__EJERCICIO__: Retoma el texto sobre los muertos por Covid-19 en Canarias y continúalo a partir de su última oración.

Otros ciento doce muertos

Ciento doce personas perdieron la vida en Canarias en agosto de 2021 a consecuencia del Covid-19, lo que equivale a decir que prácticamente tres familias de las islas tuvieron que despedirse cada día de un ser querido por complicaciones derivadas de una enfermedad con la que ya hoy convivimos de una u otra manera. Cien más que en el mismo mes del año pasado. Qué lejos queda aquel 13 de marzo de 2020, cuando el mismísimo presidente comparecía para anunciar el primer fallecimiento, y aquellas épocas en que hasta mirar contagiaba. Y mataba.

La muerte tenía entonces nombre y apellidos. Las víctimas dejaban atrás hijos, padres, nietos, amigos, y millones de personas preguntándose cómo se contagiaron, qué pudo llevarlos a tan fatal desenlace, y quién sería el siguiente en engrosar un listado que llegó a los mil decesos diarios. Cuando se anunciaba un nuevo fallecimiento, cada uno sufríamos la pérdida como si fuera nuestra. Pero un día dejamos de hacerlo, y hoy puede decirse que esa masa heterogénea llamada “sociedad” es casi insensible hacia esas 112 familias canarias y las que vendrán.

Aunque mueran jóvenes sin patologías previas, para muchos es una enfermedad vulgar, salvo que seas muy mayor o estés en alguno de los llamados grupos de riesgo. Desde que empezó el progresivo desconfinamiento, parece que la única preocupación es encontrar la forma de burlar cuatro medidas simplonas tomadas para protegernos, saber si podremos salir el fin de semana, con cuántas personas y hasta qué hora. Realmente parece que, si no nos afecta a nosotros, supuestamente jóvenes y sin patologías previas, la muerte carece de relevancia.

__EXTRACTO DE DATOS__:
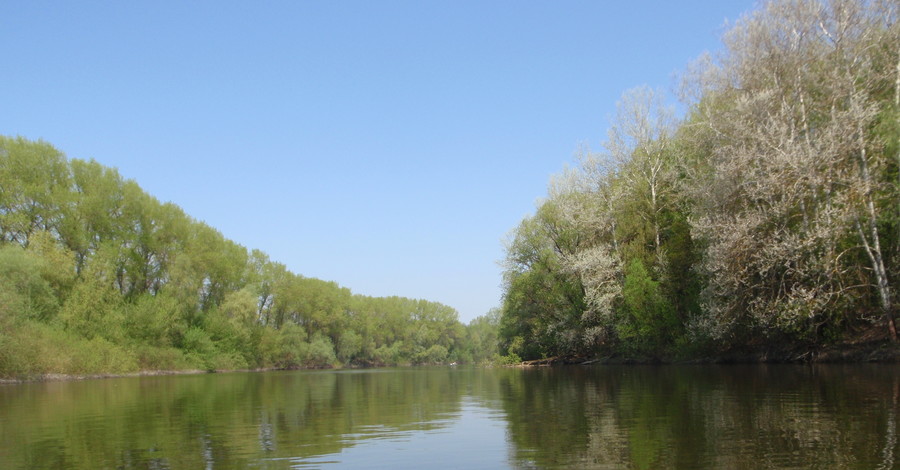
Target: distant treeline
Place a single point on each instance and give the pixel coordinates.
(769, 214)
(97, 276)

__TU RESPUESTA__:
Ya no nos produce el mismo impacto saber que 4,6 millones de personas han fallecido por esta enfermedad en todo el mundo, puesto que somos víctimas del llamado “adormecimiento psíquico”, término acuñado hace más de setenta años por el psiquiatra estadounidense Robert J. Lifton, para referirse a una falta de sentimiento asociado con la información. Cuanta más gente muere, mucho menos nos importa. De tanto abrir los informativos con el recuento de cadáveres, 112 fallecidos en un mes acaban pareciendo una chorrada, básicamente porque la audiencia ha terminado por ser insensible y convive con el mal mientras no le toque de lleno, mucho más cuando la siguiente noticia es el nuevo fichaje de un equipo de fútbol. El dolor ajeno es en un bien de consumo más y nos lo bebemos con la misma velocidad con que apuramos el café mañanero. ¿Cuánto tiempo ha dedicado hoy a pensar en Afganistán?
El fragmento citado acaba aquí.